(Recorded data)

= = =

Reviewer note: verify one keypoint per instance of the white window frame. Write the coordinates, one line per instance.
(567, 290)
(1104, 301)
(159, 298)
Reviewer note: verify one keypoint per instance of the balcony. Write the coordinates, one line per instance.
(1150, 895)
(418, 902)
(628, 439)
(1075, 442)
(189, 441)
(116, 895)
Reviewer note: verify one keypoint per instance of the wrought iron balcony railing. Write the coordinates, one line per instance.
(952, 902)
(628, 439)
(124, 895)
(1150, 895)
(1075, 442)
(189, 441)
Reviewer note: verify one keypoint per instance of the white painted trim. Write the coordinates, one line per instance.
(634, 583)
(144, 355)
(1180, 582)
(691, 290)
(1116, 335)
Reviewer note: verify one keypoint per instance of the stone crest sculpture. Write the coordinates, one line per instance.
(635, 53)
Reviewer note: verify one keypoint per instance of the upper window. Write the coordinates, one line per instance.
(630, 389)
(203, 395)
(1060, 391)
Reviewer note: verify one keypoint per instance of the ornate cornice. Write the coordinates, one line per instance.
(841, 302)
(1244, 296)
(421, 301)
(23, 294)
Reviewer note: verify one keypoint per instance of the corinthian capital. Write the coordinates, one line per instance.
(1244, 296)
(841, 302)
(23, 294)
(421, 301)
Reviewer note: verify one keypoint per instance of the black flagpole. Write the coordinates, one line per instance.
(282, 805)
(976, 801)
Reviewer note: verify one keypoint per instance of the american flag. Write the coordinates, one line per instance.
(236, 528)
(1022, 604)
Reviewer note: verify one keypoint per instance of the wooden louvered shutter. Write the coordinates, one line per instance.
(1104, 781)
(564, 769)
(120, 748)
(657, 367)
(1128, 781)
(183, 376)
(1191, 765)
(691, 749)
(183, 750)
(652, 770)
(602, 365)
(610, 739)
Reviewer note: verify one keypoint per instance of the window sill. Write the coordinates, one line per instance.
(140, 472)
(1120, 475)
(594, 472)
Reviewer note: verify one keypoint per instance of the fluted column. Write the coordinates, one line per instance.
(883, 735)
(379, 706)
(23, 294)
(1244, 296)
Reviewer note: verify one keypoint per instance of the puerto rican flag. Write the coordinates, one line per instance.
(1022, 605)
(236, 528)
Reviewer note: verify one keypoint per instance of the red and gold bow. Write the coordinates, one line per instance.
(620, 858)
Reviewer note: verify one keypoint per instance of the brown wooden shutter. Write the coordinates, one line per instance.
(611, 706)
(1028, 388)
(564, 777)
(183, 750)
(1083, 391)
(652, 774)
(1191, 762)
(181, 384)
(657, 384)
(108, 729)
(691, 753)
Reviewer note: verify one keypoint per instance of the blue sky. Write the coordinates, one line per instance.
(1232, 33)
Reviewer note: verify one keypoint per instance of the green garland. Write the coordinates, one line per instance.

= = =

▶ [TASK DIRECTIONS] Give the items between the line holding "Reviewer note: verify one keypoint per instance of the balcony." and the line holding "(1060, 391)", inclusive, as a JSON list of strings with one string per line and blank lines left out.

▶ [REPLY]
[
  "Reviewer note: verify one keypoint per instance of the balcony. Write the coordinates, one line per instance.",
  "(1150, 895)",
  "(418, 902)",
  "(628, 439)",
  "(1075, 442)",
  "(189, 441)",
  "(116, 895)",
  "Reviewer note: verify one keypoint per instance of the wrought iron balcony railing. Write the coordinates, one line per instance.",
  "(952, 902)",
  "(628, 439)",
  "(124, 895)",
  "(1150, 895)",
  "(1075, 442)",
  "(189, 441)",
  "Reviewer note: verify one keypoint per instance of the white painted trim. Write the coordinates, one line per instance.",
  "(634, 583)",
  "(144, 355)",
  "(1180, 582)",
  "(691, 290)",
  "(1116, 335)",
  "Reviewer note: verify one keypoint per instance of the stone crest sculpture. Write the coordinates, one line per instance.",
  "(635, 53)",
  "Reviewer note: verify one keypoint per instance of the upper window. Write the coordinates, one line per instance.",
  "(630, 389)",
  "(203, 395)",
  "(1060, 391)"
]